All the nieces and nephews on my side of the family — Nico, Ava, Lydia, Leigh, Jasmine, Jamal, and Molly

Summer in New York gets hot and muggy. So it was nice that we had planned a 3-week summer “vacation” in Greece nearly a year ago. We planned the trip around a week-long family get together for my immediate family — my parents, their four kids, their spouses, and all seven grandchildren. Jim and I added a week onto each end on our own.

For many years we’ve said that our favorite country to travel in is Italy. But during this sojourn in Greece, we seriously discussed whether Greece has overtaken Italy as our favorite. Greek islands are about as close to heaven as it gets. Who needs anything more than a perfect taverna on a bright blue stretch of Mediterranean beach?

And every Greek island has its own personality. We made it to four islands in the Cyclades on this trip, and we loved every one of them.


Our first stop was the island of Paros, where we stayed in the lovely town of Naoussa at the northern tip of the island. The town just reeked with charm. We’d easily get lost in the narrow streets full of great restaurants, elegant outdoor bars, and appealing shops.

One of many amazing bars in the charming town of Naoussa

From Naoussa, you could hop a water taxi to a handful of beaches across the bay

Arriving at a beach by water taxi. Oh that water!

Did I mention the water?

I am very happy in Greece

Approaching the town again by water ferry after a morning at the beach

A seaside lunch spot on Naoussa town


Mykonos (and Santorini) are different from the other Cycladic islands. Each is incredible in its own way, but they are both considerably more touristy, crowded, and expensive than all the other islands. But it was a good choice for our family get together for a few reasons.

First, it’s hard to find a really nice rental house that can accommodate 17 people without anybody being stuck in a crappy room. I scored by finding a pair of houses with common outdoor spaces and two beautiful pools in a very nice part of Mykonos. Second, Mykonos is relatively easy to get to, with direct flights coming from various parts of Europe. And finally, there are so many beaches to visit for all flavors of tourists. Nobody is going to be bored here.

> [DATA BLOCK]:
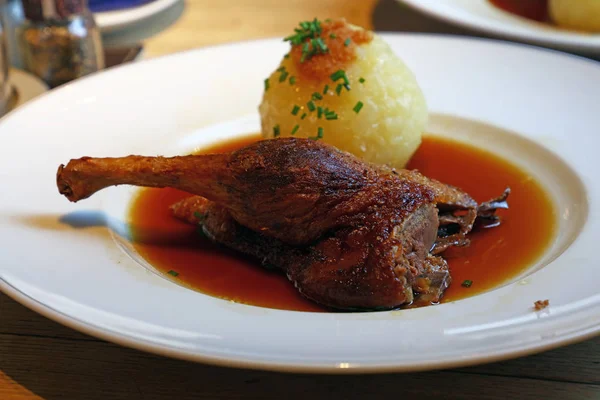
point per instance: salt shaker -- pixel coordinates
(7, 94)
(60, 40)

> [WHAT YOU WILL DO]:
1. Which nieces and nephews does the Greece travel post name in its opening line?
2. Carry the Greece travel post forward from its last sentence about Mykonos having beaches for every kind of tourist.

> [OUTPUTS IN ORDER]:
1. Nico, Ava, Lydia, Leigh, Jasmine, Jamal, and Molly

2.
The place worked out well, and I’m confident everyone had a great week here. It’s the second year in a row that we got all 17 of us together (Tuscany last summer). And I consider myself quite fortunate because I really like every one of these wonderful people. I know that Jim and I had a great time this week, and I’m pretty confident we all did.

Me and the glorious views from our villa

There was lots of fun to be had on the day we discovered that you could sip Metaxa in the pool.

With my fabulous sisters-in-law, Jenny and Alma

Lunch with my parents at a taverna on a beautiful beach in a remote corner of Mykonos

With my sister Jeanne

The Ann Arbor Sullivans — Molly, Jenny, Pat, and Lydia

One day most of us drove to a beach a half hour away. But Jim and Jenny decided to hike there. It was apparently somewhat treacherous.

Nico and I and our very Greeky shirts

Dinner at the villa was a fine affair every evening

Our chef displays the evening’s catch

Leigh and I trying to lure a sweet little kitten onto our patio

Lydia at an elegant lunch spot over the beach close to our villa

The San Francisco Sullivans — Nico, Jasmine, John, Alma, and Ava

A hug from my mother!


A short ferry hop from Mykonos took us to the island of Tinos. Here we stayed at hotel up in the mountains near a tiny little town called Triantaros. The town only had a couple restaurants, but they were truly gems. During the day, we hiked about an hour to get from the town down to a beach. It was a really beautiful hike, if you can overlook the part where Jim got stung by a wasp.

At a charming, but unassuming little restaurant in little Triantaros village…

…where we were amazed by the quality of the food.

And this was my seat mate at that place!

The view from the restaurant out toward the sea

Charming decor

Oh. My. God.


Yet another short ferry ride took us to the glorious island of Syros. Here we stayed in the main port town called Ermoupoli. This elegant town serves as the capital of the Cyclades, and perhaps for that reason seemed less touristy and more like a real city than most Greek island cities.

On our first full day here we decided to take a taxi to a particular beach a half hour away. We rode out of town and up, up, up a mountain, with beautiful views, and then descended down, down, down to a tiny beach town. The beach was calm and lovely. And nearby was a restaurant with great reviews — though some reviewers criticized the place as awfully expensive. With some reluctance we decided to try it anyway.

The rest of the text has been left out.